[BEGIN SUPPLIED MATERIAL]

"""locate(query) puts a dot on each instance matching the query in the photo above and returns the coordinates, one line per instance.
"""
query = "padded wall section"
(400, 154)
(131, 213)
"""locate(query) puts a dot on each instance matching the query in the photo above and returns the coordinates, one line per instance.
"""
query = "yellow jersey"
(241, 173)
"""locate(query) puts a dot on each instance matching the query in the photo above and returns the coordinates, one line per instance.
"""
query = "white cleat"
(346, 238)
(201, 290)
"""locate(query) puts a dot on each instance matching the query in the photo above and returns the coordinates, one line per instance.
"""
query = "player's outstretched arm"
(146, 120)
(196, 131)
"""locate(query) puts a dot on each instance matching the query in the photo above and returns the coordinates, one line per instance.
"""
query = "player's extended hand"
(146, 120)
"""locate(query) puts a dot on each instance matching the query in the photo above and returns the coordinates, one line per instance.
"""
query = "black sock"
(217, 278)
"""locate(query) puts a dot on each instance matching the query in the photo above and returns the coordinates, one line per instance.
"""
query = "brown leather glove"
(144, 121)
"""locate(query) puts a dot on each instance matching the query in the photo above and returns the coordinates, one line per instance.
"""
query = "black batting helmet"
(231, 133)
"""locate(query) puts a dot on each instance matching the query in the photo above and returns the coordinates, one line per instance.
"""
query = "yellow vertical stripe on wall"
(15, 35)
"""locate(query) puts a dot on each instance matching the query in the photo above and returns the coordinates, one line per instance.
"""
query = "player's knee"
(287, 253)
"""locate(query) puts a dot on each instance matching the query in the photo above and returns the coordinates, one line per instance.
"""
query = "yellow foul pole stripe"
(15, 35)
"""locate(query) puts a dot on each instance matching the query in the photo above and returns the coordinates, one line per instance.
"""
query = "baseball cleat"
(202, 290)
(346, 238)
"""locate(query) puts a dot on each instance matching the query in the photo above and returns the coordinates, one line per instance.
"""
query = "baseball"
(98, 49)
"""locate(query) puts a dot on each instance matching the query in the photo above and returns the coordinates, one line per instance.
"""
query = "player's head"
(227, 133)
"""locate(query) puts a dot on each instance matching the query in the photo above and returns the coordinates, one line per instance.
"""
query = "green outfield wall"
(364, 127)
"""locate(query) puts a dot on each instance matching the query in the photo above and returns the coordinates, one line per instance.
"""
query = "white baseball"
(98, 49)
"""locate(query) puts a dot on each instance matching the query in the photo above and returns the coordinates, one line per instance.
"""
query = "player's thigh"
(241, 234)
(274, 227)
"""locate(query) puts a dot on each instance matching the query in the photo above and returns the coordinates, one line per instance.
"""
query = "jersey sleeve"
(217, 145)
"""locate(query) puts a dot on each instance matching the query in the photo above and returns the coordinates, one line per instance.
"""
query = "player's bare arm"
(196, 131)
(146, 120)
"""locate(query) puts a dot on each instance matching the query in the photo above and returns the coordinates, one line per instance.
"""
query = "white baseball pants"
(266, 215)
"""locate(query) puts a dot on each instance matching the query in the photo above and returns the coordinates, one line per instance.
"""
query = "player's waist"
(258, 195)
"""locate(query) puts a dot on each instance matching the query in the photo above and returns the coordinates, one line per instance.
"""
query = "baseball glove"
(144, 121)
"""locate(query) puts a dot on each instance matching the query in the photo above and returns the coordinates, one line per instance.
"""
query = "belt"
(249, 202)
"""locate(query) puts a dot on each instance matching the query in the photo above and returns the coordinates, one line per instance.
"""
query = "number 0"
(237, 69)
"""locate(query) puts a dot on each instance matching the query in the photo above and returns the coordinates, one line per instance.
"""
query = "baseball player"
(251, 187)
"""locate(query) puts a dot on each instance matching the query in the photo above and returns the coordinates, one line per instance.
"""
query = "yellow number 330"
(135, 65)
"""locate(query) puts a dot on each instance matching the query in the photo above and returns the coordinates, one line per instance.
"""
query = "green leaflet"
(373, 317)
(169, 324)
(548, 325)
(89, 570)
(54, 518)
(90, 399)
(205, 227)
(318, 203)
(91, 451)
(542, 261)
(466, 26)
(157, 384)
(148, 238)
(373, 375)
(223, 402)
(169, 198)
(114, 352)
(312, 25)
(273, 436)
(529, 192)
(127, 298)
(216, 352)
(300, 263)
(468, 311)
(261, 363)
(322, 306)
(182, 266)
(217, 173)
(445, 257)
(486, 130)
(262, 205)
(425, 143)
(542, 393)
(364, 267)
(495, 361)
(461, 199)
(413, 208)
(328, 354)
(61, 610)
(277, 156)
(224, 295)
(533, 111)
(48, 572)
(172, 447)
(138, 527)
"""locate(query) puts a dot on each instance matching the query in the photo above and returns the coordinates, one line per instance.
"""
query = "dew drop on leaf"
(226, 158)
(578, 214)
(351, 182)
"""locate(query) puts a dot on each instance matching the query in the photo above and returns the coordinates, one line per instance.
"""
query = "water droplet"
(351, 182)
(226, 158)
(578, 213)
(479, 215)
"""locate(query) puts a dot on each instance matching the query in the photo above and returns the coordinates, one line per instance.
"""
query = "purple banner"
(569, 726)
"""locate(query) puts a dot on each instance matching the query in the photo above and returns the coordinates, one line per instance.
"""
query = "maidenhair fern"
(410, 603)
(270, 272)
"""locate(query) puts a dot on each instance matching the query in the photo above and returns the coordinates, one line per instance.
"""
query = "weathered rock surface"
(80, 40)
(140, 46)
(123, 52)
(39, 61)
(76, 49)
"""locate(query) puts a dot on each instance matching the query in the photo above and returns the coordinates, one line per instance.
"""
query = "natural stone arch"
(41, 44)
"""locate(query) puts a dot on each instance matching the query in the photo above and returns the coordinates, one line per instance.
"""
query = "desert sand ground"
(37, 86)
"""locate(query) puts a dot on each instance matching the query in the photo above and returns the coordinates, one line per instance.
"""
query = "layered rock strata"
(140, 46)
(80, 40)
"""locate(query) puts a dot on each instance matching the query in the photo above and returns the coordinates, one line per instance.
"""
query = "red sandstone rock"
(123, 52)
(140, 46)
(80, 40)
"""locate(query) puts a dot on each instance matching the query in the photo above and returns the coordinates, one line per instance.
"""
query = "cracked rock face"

[END SUPPLIED MATERIAL]

DESCRIPTION OF THE TASK: Copy all the lines, exactly.

REPLY TO THE TASK:
"""locate(query) puts a dot on each instance matching the query in the photo above and returns the coordinates, one line per instance.
"""
query = "padded wall section"
(400, 154)
(131, 213)
"""locate(query) puts a dot on each instance matching the query in the photo above and returns the coordinates, one line per instance.
"""
query = "yellow jersey"
(241, 173)
"""locate(query) puts a dot on each instance matching the query in the photo above and returns the coordinates, one line per instance.
"""
query = "white cleat"
(346, 238)
(201, 290)
"""locate(query) puts a dot on each instance matching the query in the photo above and returns the coordinates, one line per instance.
"""
query = "player's outstretched arm"
(146, 120)
(196, 131)
"""locate(query) puts a dot on each instance matching the query in the photo above and returns the coordinates, one line per instance.
"""
query = "player's extended hand"
(146, 120)
"""locate(query) puts a dot on each instance matching the query in the photo above and returns the coordinates, one line per instance.
"""
query = "black sock"
(217, 278)
"""locate(query) puts a dot on each instance matching the query in the photo above and returns the coordinates, one line per instance.
"""
query = "brown leather glove"
(144, 121)
"""locate(query) puts a dot on each instance matching the query in the photo above and returns the coordinates, one line per instance.
"""
query = "black batting helmet"
(231, 133)
"""locate(query) puts a dot on each instance matching the query in the photo above and returns the coordinates, one line per instance.
"""
query = "yellow vertical stripe on wall"
(15, 35)
"""locate(query) puts a dot on each instance matching the query in the photo above and returns the coordinates, one line per instance.
"""
query = "player's knee"
(287, 253)
"""locate(query) puts a dot on each instance matching the query in the photo above and returns the coordinates, one line per instance.
"""
query = "yellow foul pole stripe"
(15, 35)
"""locate(query) puts a dot on each instance matching the query in the photo above and returns the coordinates, one line per instance.
"""
query = "baseball cleat"
(202, 290)
(346, 238)
"""locate(query) puts a dot on each instance matching the query in the photo above and returns the coordinates, one line per instance.
"""
query = "baseball"
(98, 49)
"""locate(query) puts a dot on each instance matching the query in the photo above and returns the coordinates, one line per instance.
"""
query = "player's head"
(227, 133)
"""locate(query) puts a dot on each instance matching the query in the photo above and returns the coordinates, one line per instance.
"""
query = "green outfield wall"
(364, 127)
"""locate(query) puts a dot on each instance matching the query in the photo above and returns the coordinates, one line per instance.
"""
query = "white baseball"
(98, 49)
"""locate(query) puts a dot on each instance matching the query in the photo above and returns the coordinates, one line per instance.
"""
query = "player's thigh"
(241, 234)
(274, 227)
"""locate(query) puts a dot on each instance matching the query in the photo above and returns the coordinates, one line per instance.
"""
query = "jersey sleeve"
(217, 145)
"""locate(query) puts a dot on each instance matching the query in the photo above and returns the coordinates, one line per instance.
"""
query = "player's bare arm"
(196, 131)
(146, 120)
"""locate(query) puts a dot on each instance matching the query in the photo above and returns the coordinates, one line per instance.
"""
query = "white baseball pants"
(266, 215)
"""locate(query) puts a dot on each instance matching the query in the photo above and returns the coordinates, one line per instance.
"""
query = "player's waist"
(258, 195)
"""locate(query) puts a dot on each instance matching the query in the photo above and returns the coordinates, one line per instance.
"""
query = "baseball glove"
(144, 121)
"""locate(query) puts a dot on each instance matching the query in the photo above and returns the coordinates, one line per instance.
"""
query = "belt"
(249, 202)
"""locate(query) puts a dot on each instance matching the query in the photo above and returns the coordinates, one line per instance.
"""
query = "number 0"
(237, 69)
"""locate(query) puts a dot on each instance matching the query in the photo above and returns the coordinates, one line per instance.
"""
query = "baseball player"
(251, 187)
"""locate(query) puts a dot on each instance matching the query in the photo above and returns the coordinates, one line per instance.
"""
query = "yellow number 330"
(135, 65)
"""locate(query) puts a dot on each instance matching the query in the photo above and returns the coordinates, one line per instance.
"""
query = "green leaflet"
(373, 317)
(169, 324)
(548, 325)
(89, 570)
(54, 518)
(90, 399)
(205, 227)
(318, 203)
(91, 451)
(542, 261)
(466, 26)
(157, 384)
(148, 238)
(373, 375)
(223, 402)
(169, 198)
(114, 352)
(312, 25)
(273, 436)
(529, 192)
(127, 298)
(216, 352)
(300, 263)
(468, 311)
(261, 363)
(322, 306)
(182, 266)
(217, 173)
(445, 257)
(486, 130)
(262, 205)
(425, 143)
(542, 393)
(364, 267)
(495, 361)
(461, 199)
(413, 208)
(328, 354)
(61, 610)
(277, 156)
(224, 295)
(533, 111)
(48, 572)
(172, 447)
(138, 527)
"""locate(query) puts a dot on each instance matching the query in the photo above and returns the coordinates, one line per instance.
"""
query = "dew drop on leaf"
(226, 158)
(578, 214)
(351, 182)
"""locate(query) puts a dot on each instance matching the query in the photo above and returns the coordinates, one line per instance.
"""
query = "water droplet"
(351, 182)
(226, 158)
(578, 213)
(479, 215)
"""locate(query) puts a dot on each instance matching the query in the photo above and returns the coordinates, one line per instance.
"""
query = "purple banner"
(569, 726)
"""locate(query) puts a dot on each instance matching the query in the photo above and returns the coordinates, one line per instance.
"""
query = "maidenhair fern"
(410, 603)
(270, 272)
"""locate(query) puts a dot on each instance matching the query in the photo above and returns the coordinates, one line per instance.
"""
query = "weathered rock surface"
(80, 40)
(140, 46)
(123, 52)
(39, 61)
(76, 49)
"""locate(query) puts a dot on each instance matching the query in the photo above and returns the coordinates, one line per instance.
"""
query = "natural stone arch"
(41, 44)
"""locate(query) puts a dot on each instance matching the query in the photo above and returns the coordinates, one line per instance.
"""
query = "desert sand ground"
(37, 86)
"""locate(query) puts a dot on each instance matching the query in the photo above and returns the coordinates, one line per instance.
"""
query = "layered rock strata"
(140, 46)
(80, 40)
"""locate(query) puts a dot on each instance matching the query in the photo above and returns the coordinates, one line per instance.
"""
query = "red sandstone rock"
(123, 52)
(140, 46)
(80, 40)
"""locate(query) puts a dot on each instance matching the query in the photo above and returns the coordinates, one line per instance.
"""
query = "cracked rock face"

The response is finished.